_WHAT YOU SHOULD DO_
Copy the listing below word for word, from the line with "it for distant" to the line with "[429,428,573,454]", both of those lines included.

_SUPPLIED RECORDS_
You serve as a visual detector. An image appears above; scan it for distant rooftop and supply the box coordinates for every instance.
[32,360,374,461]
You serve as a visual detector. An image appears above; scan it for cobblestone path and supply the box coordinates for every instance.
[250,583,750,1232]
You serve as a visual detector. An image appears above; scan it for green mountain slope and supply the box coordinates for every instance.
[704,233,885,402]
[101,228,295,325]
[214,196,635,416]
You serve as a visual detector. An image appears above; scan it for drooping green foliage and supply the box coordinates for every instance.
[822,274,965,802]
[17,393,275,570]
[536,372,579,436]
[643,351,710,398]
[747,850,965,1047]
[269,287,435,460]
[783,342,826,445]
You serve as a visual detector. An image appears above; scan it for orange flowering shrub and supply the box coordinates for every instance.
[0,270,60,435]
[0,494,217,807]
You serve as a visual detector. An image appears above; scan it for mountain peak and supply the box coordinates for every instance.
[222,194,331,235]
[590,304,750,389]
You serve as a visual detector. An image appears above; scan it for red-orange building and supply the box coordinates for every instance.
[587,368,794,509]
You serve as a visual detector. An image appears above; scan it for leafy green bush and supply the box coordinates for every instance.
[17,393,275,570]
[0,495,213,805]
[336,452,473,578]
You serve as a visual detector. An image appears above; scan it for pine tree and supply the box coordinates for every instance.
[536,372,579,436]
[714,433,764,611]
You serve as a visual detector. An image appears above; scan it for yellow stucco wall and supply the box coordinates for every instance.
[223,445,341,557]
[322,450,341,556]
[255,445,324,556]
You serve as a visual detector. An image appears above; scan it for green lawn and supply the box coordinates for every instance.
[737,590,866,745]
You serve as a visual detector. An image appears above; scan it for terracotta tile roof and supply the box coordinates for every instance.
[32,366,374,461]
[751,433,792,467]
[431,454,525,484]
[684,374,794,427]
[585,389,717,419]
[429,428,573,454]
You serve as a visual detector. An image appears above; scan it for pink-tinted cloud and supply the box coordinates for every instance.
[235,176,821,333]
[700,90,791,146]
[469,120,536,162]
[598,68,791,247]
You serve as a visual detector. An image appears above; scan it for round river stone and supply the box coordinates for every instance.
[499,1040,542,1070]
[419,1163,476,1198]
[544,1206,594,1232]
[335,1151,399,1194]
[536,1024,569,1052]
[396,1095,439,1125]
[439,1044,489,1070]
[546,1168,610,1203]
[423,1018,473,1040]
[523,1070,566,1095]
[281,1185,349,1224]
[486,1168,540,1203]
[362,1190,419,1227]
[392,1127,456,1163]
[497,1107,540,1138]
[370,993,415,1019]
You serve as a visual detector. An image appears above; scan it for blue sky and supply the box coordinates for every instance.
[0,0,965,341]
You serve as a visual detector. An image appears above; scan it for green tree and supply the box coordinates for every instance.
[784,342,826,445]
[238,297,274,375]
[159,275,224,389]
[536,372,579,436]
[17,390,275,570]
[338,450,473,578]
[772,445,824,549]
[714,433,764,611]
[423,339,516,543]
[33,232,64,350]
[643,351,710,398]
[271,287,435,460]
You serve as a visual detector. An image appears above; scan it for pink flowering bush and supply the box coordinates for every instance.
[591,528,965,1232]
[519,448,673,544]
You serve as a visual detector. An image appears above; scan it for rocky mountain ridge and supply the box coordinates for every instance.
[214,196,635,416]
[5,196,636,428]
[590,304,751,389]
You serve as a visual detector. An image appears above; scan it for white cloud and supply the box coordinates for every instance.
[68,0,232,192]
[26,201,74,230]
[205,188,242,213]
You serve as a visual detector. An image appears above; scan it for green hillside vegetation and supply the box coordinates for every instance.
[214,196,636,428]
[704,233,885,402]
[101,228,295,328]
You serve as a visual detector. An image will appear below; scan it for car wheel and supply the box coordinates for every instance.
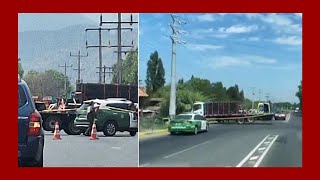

--

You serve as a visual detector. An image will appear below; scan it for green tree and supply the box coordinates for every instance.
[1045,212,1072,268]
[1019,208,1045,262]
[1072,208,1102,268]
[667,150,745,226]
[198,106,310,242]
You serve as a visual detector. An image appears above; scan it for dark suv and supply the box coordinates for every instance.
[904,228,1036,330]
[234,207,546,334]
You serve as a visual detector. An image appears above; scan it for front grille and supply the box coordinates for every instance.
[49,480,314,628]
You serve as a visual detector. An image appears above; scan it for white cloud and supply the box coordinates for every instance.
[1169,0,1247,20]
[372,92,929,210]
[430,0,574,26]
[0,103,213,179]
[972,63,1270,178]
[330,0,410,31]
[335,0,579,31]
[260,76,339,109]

_FULL SOLUTION_
You serve as a visual detector. An image appears above; scan it for distant rooftop and supply the box coordinates for every instance.
[32,360,374,461]
You serve as a visual detector. An image appears above; scan it for cobblestone path and supply the box coordinates for every instance.
[250,583,750,1232]
You serve as a visual detector. An image appears above; scan it for green mountain slope and supply the box coordinates for every instance.
[704,233,885,402]
[101,228,295,325]
[214,196,635,416]
You serve as a visual detector. An image appears above; scan it for drooping green foliage and supply the box coordinates for every instance.
[822,274,965,802]
[17,393,275,570]
[536,372,579,436]
[643,351,710,398]
[747,850,965,1047]
[269,287,435,460]
[783,342,826,445]
You serve as a visual detector. An image appears above; scan it for orange flowering shrub and supply the box coordinates for every instance.
[0,270,60,435]
[0,494,217,807]
You serve as a visual detector. An image appears above; scan it for mountain peak and supply the box coordinates for every instance.
[222,194,331,235]
[590,304,750,389]
You serve as a visual detector. An image appears above; scan it for red-orange building and supply the box coordinates for every instance.
[587,368,794,509]
You serve as a visual detector. An image appears above; scan it for leafy green bush and supply the box coordinates for every instance.
[17,393,275,570]
[0,495,213,805]
[336,452,473,578]
You serve as a visual detector. An image appears above; scan it for pine tree and supply the box coordinates for every instance.
[536,372,579,436]
[714,433,764,611]
You serve as a visual detector. An image appears above; scan it for yellow stucco wall and supply the box coordinates for every instance.
[223,445,341,557]
[322,450,341,556]
[255,445,324,556]
You serve as a visual detector. An image appears above; scan it for green lawn and supply the box coordinates for every instance.
[737,590,866,745]
You serve as a visual detector. An image appears above; scan it for terracotta tile roof and supply the box coordinates for every instance.
[32,366,374,461]
[751,433,792,467]
[431,454,525,484]
[684,374,794,427]
[585,389,717,419]
[429,428,573,454]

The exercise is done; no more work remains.